* Text segment:
- - - -

Damage models of composite materials

Authors

DOI:

https://doi.org/10.20535/2521-1943.2025.9.1(104).313947

Keywords:

composite materials, laminates, damage models, limit state

Abstract

An analysis of modern damage models and failure criteria for composite materials (CM) at the stage of macrocrack initiation is performed and the limits of their application are determined. The classification of CMs, as well as the main hypotheses and assumptions used to construct equations of state are considered. Particular attention is paid to the stage of initiation and accumulation of scattered damage at the micro- and meso-levels as a key phase of the life cycle of a CM product. The concepts of continuum damage mechanics, thermodynamics of irreversible processes, and mechanics of a solid deformable body are applied.
The relevance of the work is due to the growing requirements for the reliability and durability of CM structures, especially in the aviation, automotive, and construction industries. Despite significant progress in research, there is a need to improve damage models that take into account complex micro- and mesoscale fracture processes.
The methods of continuum damage mechanics, thermodynamics of irreversible processes, and deformable body mechanics are applied. Phenomenological and micromechanical models of damage are considered, which describe the accumulation of damage in the matrix, reinforcing fibers, and interfaces.

- - - -

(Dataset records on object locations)
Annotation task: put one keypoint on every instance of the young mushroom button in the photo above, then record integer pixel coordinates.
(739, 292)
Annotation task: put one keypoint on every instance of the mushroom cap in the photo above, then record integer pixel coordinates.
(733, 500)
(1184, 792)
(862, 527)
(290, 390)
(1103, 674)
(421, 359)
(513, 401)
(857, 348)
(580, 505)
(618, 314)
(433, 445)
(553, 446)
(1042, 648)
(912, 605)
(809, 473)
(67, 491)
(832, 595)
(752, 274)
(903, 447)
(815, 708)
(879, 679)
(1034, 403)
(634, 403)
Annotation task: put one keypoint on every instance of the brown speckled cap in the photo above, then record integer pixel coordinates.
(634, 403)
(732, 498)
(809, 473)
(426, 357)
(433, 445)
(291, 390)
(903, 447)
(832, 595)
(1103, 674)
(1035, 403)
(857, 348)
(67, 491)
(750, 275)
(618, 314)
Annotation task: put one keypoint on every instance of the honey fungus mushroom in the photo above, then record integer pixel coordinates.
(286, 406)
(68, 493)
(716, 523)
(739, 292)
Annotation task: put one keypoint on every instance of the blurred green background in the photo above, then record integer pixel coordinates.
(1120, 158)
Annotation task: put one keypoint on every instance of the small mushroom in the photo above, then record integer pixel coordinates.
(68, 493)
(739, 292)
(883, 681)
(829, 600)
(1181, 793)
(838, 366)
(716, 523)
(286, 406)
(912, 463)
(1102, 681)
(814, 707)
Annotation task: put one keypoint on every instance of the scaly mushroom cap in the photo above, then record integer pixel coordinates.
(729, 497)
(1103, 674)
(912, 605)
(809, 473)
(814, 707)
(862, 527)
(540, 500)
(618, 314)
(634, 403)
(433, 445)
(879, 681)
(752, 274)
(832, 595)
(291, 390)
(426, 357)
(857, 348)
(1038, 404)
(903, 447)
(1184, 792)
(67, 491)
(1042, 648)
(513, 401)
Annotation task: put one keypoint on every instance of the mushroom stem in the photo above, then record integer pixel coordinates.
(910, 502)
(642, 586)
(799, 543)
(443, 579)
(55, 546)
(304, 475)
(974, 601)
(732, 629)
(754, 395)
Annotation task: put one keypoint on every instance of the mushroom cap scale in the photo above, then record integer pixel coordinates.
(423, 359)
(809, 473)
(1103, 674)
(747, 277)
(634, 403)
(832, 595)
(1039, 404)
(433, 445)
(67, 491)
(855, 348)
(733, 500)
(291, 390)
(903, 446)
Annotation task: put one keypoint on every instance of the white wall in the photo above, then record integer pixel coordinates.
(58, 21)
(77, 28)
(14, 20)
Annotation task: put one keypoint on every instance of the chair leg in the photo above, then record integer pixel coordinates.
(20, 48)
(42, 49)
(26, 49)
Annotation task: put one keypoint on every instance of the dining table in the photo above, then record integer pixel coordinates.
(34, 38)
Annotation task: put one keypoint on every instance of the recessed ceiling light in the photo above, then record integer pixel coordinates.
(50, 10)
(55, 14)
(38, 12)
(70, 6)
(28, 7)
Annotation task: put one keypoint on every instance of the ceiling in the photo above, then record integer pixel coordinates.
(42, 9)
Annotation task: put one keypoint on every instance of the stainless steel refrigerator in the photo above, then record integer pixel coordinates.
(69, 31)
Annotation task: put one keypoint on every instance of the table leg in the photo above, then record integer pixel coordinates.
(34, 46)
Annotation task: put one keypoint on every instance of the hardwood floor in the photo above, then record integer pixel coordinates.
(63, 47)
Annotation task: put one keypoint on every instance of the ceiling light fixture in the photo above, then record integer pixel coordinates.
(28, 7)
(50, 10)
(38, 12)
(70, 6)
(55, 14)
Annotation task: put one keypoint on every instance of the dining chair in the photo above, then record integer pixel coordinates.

- - - -

Copy the part of the composite damage abstract starting with "The methods of" and going on through "fibers, and interfaces.". The data has nothing to do with the composite damage abstract.

* Written solution:
The methods of continuum damage mechanics, thermodynamics of irreversible processes, and deformable body mechanics are applied. Phenomenological and micromechanical models of damage are considered, which describe the accumulation of damage in the matrix, reinforcing fibers, and interfaces.